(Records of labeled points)

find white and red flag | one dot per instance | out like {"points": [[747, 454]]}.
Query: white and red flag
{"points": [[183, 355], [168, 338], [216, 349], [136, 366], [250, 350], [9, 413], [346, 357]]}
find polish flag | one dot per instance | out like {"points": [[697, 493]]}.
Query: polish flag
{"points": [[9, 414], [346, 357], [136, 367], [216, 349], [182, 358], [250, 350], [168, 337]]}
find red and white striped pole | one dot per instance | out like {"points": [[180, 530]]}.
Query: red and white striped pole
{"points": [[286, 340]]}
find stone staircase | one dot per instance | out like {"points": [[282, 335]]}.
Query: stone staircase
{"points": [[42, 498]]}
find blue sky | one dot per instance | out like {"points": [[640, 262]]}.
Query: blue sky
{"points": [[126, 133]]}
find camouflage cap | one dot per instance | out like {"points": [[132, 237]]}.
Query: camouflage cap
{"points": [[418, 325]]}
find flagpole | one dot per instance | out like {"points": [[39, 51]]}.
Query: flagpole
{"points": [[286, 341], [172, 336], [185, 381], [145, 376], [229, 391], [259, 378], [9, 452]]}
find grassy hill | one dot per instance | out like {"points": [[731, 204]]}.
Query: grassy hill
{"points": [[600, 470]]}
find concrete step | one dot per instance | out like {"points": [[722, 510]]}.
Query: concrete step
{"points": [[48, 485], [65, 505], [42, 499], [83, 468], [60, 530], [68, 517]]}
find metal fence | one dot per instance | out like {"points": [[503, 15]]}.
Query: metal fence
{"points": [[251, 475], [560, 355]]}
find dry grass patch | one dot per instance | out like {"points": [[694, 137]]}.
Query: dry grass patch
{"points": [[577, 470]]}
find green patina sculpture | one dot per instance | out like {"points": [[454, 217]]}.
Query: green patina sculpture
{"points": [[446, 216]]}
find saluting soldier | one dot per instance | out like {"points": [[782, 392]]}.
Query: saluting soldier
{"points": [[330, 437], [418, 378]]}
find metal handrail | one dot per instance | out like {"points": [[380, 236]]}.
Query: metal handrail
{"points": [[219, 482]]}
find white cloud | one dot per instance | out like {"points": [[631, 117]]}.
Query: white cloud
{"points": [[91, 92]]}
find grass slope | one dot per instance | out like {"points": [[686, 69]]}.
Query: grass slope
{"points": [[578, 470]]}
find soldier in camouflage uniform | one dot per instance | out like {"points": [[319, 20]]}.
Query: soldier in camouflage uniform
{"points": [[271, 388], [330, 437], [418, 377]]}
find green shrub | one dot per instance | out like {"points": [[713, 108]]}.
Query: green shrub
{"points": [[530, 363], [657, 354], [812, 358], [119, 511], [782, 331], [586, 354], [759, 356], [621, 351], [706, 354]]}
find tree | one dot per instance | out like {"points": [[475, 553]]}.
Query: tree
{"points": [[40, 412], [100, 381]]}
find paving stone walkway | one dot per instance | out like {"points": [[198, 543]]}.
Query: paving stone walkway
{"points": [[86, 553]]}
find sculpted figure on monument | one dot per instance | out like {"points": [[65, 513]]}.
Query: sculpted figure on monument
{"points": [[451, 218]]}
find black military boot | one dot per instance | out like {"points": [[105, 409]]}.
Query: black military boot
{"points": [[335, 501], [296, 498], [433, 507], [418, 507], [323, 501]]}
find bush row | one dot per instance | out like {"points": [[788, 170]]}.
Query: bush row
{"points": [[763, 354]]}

### WRITTEN PROBLEM
Extract every line above exactly as it stands.

### THE RESPONSE
find white and red flag | one dot per instance | out like {"points": [[747, 454]]}.
Query: white and red flag
{"points": [[183, 355], [168, 338], [216, 349], [136, 366], [250, 350], [9, 413], [346, 357]]}
find polish flag | one dot per instance | out like {"points": [[697, 493]]}.
Query: polish flag
{"points": [[9, 414], [346, 357], [136, 367], [216, 349], [182, 358], [250, 350], [168, 337]]}
find red and white striped pole | one dot per instance | out like {"points": [[180, 530]]}.
Query: red and white striped pole
{"points": [[286, 340]]}
find stone staircase | one dot per instance | out like {"points": [[282, 335]]}.
Query: stone staircase
{"points": [[42, 498]]}
find blue sky | one dot per instance | out like {"points": [[640, 262]]}.
Query: blue sky
{"points": [[126, 133]]}
find camouflage cap | one dot per instance | out like {"points": [[132, 237]]}.
Query: camouflage cap
{"points": [[418, 325]]}
find flagpole | one dot per instance | out like {"points": [[39, 51]]}.
Query: flagpole
{"points": [[286, 341], [172, 336], [185, 381], [145, 376], [229, 391], [259, 378], [9, 452]]}
find grassy hill | one dot per instance | out like {"points": [[731, 204]]}.
Query: grassy hill
{"points": [[600, 470]]}
find concrete step | one dot per instance | out like {"points": [[722, 510]]}.
Query: concrete step
{"points": [[48, 485], [65, 505], [42, 499], [83, 468], [60, 530], [68, 517]]}
find metal fence | one dot per instance | out like {"points": [[503, 15]]}.
Query: metal fence
{"points": [[251, 475], [560, 355]]}
find dry grass patch | one dot per instance | out like {"points": [[694, 137]]}.
Query: dry grass patch
{"points": [[577, 470]]}
find green patina sculpture | one dot per instance | out like {"points": [[454, 217]]}.
Query: green patina sculpture
{"points": [[446, 216]]}
find saluting soldier | one dot per instance | out like {"points": [[782, 392]]}.
Query: saluting soldier
{"points": [[330, 437], [418, 378]]}
find metal handrail | one dot per instance | out like {"points": [[380, 236]]}.
Query: metal handrail
{"points": [[219, 482]]}
find white cloud | one dot per instance | out like {"points": [[631, 117]]}.
Query: white cloud
{"points": [[91, 92]]}
find grass slope | one dot per instance | out like {"points": [[686, 69]]}.
Query: grass slope
{"points": [[578, 470]]}
find soldier in camouflage uniform | one dot per instance | out like {"points": [[319, 20]]}.
Query: soldier in camouflage uniform
{"points": [[271, 388], [330, 437], [418, 377]]}
find green shrub | one dot per instance | out like {"points": [[713, 108]]}.
Query: green shrub
{"points": [[530, 363], [657, 354], [812, 358], [119, 511], [782, 331], [586, 354], [759, 356], [621, 351], [706, 354]]}
find tree | one dot per instance | out like {"points": [[475, 553]]}.
Query: tree
{"points": [[40, 412], [100, 381]]}
find paving stone walkway | one dot per instance | out like {"points": [[198, 543]]}.
Query: paving stone walkway
{"points": [[86, 553]]}
find sculpted figure on monument | one dot per instance | out like {"points": [[65, 513]]}.
Query: sculpted figure on monument
{"points": [[451, 218]]}
find black military boot | one dot per instance | out like {"points": [[105, 409]]}.
Query: black military boot
{"points": [[335, 501], [296, 498], [433, 507], [418, 507], [323, 501]]}
find bush row | one dot per instance | out like {"points": [[788, 170]]}.
Query: bush row
{"points": [[763, 354]]}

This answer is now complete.